Saved entries:

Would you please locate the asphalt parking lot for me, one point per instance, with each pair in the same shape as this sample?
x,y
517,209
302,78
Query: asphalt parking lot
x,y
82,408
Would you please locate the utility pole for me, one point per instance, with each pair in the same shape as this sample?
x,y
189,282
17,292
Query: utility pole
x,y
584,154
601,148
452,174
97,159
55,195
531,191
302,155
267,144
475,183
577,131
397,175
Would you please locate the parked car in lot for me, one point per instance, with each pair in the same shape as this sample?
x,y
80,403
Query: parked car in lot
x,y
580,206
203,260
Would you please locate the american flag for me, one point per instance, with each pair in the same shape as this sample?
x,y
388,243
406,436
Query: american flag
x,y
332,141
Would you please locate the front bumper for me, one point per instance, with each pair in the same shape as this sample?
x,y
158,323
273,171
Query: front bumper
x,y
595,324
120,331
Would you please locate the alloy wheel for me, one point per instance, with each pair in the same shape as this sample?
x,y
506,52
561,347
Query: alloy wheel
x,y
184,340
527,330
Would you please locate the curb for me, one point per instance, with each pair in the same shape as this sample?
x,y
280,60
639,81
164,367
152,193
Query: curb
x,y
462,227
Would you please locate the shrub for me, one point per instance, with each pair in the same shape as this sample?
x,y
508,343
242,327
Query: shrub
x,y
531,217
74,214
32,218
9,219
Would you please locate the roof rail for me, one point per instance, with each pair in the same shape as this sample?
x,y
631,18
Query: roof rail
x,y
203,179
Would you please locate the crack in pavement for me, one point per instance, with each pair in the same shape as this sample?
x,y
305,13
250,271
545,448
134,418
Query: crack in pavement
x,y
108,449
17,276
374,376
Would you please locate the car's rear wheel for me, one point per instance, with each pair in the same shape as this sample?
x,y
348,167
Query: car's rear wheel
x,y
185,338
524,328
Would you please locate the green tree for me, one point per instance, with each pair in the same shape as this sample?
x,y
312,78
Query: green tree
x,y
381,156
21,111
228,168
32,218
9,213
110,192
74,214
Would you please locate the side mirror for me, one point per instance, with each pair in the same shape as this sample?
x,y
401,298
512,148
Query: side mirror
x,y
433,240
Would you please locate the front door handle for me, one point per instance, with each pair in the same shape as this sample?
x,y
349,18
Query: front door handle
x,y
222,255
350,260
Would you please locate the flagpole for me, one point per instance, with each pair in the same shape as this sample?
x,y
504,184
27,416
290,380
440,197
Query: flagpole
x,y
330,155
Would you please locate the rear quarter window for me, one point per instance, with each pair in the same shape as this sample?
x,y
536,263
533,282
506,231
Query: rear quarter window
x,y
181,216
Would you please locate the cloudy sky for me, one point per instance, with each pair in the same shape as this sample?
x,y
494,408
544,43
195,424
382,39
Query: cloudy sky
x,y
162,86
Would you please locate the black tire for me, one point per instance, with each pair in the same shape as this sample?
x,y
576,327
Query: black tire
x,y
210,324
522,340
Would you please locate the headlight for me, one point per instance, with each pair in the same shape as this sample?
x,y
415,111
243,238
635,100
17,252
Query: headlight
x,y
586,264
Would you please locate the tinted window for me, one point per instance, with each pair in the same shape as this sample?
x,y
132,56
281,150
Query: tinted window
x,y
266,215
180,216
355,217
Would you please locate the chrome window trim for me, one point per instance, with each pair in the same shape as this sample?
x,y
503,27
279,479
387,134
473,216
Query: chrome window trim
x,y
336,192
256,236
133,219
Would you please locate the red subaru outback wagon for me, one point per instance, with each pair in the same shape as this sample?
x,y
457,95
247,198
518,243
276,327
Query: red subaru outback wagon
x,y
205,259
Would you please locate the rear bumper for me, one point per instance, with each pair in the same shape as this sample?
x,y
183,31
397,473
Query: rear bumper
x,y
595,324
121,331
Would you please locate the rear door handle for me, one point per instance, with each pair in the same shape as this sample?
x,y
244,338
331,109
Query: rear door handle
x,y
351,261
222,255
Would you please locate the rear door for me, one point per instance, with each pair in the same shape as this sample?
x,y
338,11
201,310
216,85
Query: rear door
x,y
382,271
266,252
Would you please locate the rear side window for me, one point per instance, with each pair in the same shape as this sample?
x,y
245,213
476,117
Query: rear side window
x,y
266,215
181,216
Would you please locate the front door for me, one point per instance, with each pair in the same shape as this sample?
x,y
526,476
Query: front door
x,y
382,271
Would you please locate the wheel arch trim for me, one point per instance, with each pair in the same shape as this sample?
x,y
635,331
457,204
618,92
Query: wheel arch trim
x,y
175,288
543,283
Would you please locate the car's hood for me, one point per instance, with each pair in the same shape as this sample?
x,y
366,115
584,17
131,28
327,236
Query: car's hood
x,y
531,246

**Required action:**
Exactly as given, set down all of the lines above.

**Worked solution:**
Would you please locate the asphalt parking lot for me, one point per instance, with each pair in the same shape as this sample?
x,y
517,209
302,78
Query: asphalt parking lot
x,y
82,408
Would you please locate the utility pole for me, one point per instance, with each pair in the same shape as this sample?
x,y
189,282
17,292
Query: utility pole
x,y
584,154
601,148
452,174
97,159
55,195
531,191
302,155
267,144
475,183
577,131
397,175
Would you please locate the parked car in lot for me, one point per instance, with each pair in the same shape as this sample?
x,y
80,403
Query: parked car in lot
x,y
580,206
203,260
Would you please locate the american flag for me, one point per instance, with each pair in the same shape as this sample?
x,y
388,243
406,436
Query: american flag
x,y
332,141
Would you please locate the front bumper for me, one point per instance, with each pair in the same shape as this sample?
x,y
158,323
273,171
Query: front bumper
x,y
595,324
120,331
Would you please locate the alloy wheel for me, one point per instance, with each pair in the same shape as this sample?
x,y
506,52
561,347
Query: alloy wheel
x,y
184,340
527,330
Would you please locate the curb for me, one point per instance, with each pair in the same shape as this sample?
x,y
280,60
639,81
164,367
152,193
Query: curb
x,y
462,227
Would you please locate the shrub for me, one point per instance, with each pair in the same shape as this sample?
x,y
508,343
242,327
Query: shrub
x,y
531,217
74,214
32,218
9,219
Would you please locate the roof rail for me, one point per instance, with each pair in the same shape as this sample?
x,y
631,18
Query: roof rail
x,y
203,179
Would you please locate the crack in pavement for me, one point per instance, with each pair in the same shape as this sample?
x,y
305,13
250,271
545,448
134,418
Query: crack in pavement
x,y
108,449
17,276
374,376
Would you please locate the car's rear wheel for me, one point per instance, with each pair in the same shape as this sample?
x,y
348,167
Query: car's rear wheel
x,y
185,338
524,328
Would you please locate the green tree for me, one point per instance, with each pair in the same shape as this sample?
x,y
312,78
Query: green tree
x,y
381,156
21,111
228,168
32,218
9,213
110,192
74,214
Would you please locate the side mirror for me, one point per instance, with each pair in the same shape as this sample?
x,y
401,298
512,148
Query: side mirror
x,y
433,240
Would you please locate the front door handle for me, one point per instance, with each pair in the same shape as this sample?
x,y
349,18
Query: front door handle
x,y
222,255
350,260
Would you please locate the flagpole for me, one point per instance, with each pair in the same shape as this sample?
x,y
504,184
27,416
290,380
440,197
Query: flagpole
x,y
330,155
Would you please locate the rear quarter window for me, one point per instance, with each pair in the same shape as this sample?
x,y
536,263
533,282
506,231
Query: rear quarter window
x,y
181,216
Would you please locate the cloudy sky for me, one point per instance, with each pair in the same shape as this sample?
x,y
494,408
544,43
195,424
382,39
Query: cloudy sky
x,y
162,86
Would you please locate the black tire for me, one point per instance, with each pair in the same shape as this sample?
x,y
576,327
Query: black tire
x,y
210,324
522,340
Would you please locate the headlight for me, one point per instance, with each pair in the same shape as this sample?
x,y
415,111
243,238
635,100
17,252
Query: headlight
x,y
586,264
Would you please locate the tinted window for me, one point per instance, with each pair in the same shape as this sample?
x,y
132,56
281,150
Query: tinted window
x,y
266,215
180,216
355,217
Would you please locate the chrome window trim for me, one point per instance, with each pair in the same shape as this sample?
x,y
503,27
279,479
387,134
473,216
Query: chrome window trim
x,y
336,192
256,236
133,219
Would you please locate the red subaru outback wagon for me, one point per instance, with each pair in the same shape as this sample?
x,y
457,95
247,198
518,243
276,327
Query: red subaru outback wagon
x,y
205,259
Would you please locate the rear bumper for me, one point per instance, with each pair in the same shape as this sample?
x,y
183,31
397,473
Query: rear bumper
x,y
595,324
121,331
Would you please locate the rear door handle for me, one point per instance, with each pair in the same shape as this sample?
x,y
244,338
331,109
Query: rear door handle
x,y
351,261
222,255
Would you please locate the rear door for me, one point per instance, with each pair in the same shape as this sample?
x,y
338,11
201,310
216,85
Query: rear door
x,y
382,271
266,252
Would you please locate the rear side window for me, one point per instance, with each pair in the same shape as this sample?
x,y
245,213
476,117
Query: rear side window
x,y
266,215
181,216
Would you please locate the front door for me, one point per instance, with each pair in the same shape as this sample?
x,y
526,476
Query: front door
x,y
382,271
Would you please locate the wheel arch trim for me, one point per instance, with each pair in the same shape as this sample?
x,y
635,331
457,204
618,92
Query: wheel arch trim
x,y
175,288
543,283
Would you please locate the car's hood for me, one point per instance, with each pair in the same shape as this sample?
x,y
366,115
584,17
131,28
327,236
Query: car's hood
x,y
531,246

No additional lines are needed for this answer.